2007-11-27 Thread Phil Pennock
On 2007-11-26 at 15:27 +, andylockran wrote:
 I'm setting up a cluster of servers for the PCI DSS and I've only got one 
 vulnerability left - which is that SSL/TLS supports weak authentication in 
 exim.  (I managed to set SSLv2 to disabled on exim with the following line:)
 
 tls_require_ciphers = HIGH:!MEDIUM:!LOW:SSLv3:!SSLv2:!DES
 
 Unfortunately, this does not set the authentication method to only suport 
 HIGH Levels of encryption (128bit or above).
 
 I can't find any information about where this should be set.. and i know this 
 line works as it manages to disable SSLv2.  I've checked section 38 of the 
 manual (and 38.4 specifically as I'm using openssl).

Data:
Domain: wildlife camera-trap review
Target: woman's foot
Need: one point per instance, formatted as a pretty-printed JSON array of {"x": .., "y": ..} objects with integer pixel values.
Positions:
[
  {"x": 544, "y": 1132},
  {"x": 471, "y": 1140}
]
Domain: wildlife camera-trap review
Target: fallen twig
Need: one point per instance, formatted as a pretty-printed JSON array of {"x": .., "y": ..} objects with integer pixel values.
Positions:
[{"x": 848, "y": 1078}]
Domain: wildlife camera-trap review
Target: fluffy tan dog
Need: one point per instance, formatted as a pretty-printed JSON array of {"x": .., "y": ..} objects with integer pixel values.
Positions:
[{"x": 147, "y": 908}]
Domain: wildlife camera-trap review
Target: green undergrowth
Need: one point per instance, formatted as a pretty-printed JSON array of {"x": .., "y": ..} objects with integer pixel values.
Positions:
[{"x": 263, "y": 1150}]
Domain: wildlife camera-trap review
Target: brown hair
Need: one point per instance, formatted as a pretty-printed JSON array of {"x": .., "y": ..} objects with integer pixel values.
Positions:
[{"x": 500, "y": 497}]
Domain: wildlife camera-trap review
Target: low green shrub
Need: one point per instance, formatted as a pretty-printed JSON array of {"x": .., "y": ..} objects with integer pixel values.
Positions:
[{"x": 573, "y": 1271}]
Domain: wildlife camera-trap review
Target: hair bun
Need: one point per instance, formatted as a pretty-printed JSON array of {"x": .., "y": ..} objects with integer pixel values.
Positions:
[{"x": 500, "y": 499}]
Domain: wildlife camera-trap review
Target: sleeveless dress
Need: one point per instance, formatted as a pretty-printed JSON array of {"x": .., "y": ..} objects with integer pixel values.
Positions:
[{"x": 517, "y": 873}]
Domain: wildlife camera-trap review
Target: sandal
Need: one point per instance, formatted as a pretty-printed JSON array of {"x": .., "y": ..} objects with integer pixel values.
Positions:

What is being asked:
From the mailing-list message about configuring exim for PCI DSS, output the stretch from "2007-11-27 Thread Phil" through "(128bit or above)." without any changes. Leave the entries out of this work entirely.

Solved problem:
2007-11-27 Thread Phil Pennock
On 2007-11-26 at 15:27 +, andylockran wrote:
 I'm setting up a cluster of servers for the PCI DSS and I've only got one 
 vulnerability left - which is that SSL/TLS supports weak authentication in 
 exim.  (I managed to set SSLv2 to disabled on exim with the following line:)
 
 tls_require_ciphers = HIGH:!MEDIUM:!LOW:SSLv3:!SSLv2:!DES
 
 Unfortunately, this does not set the authentication method to only suport 
 HIGH Levels of encryption (128bit or above).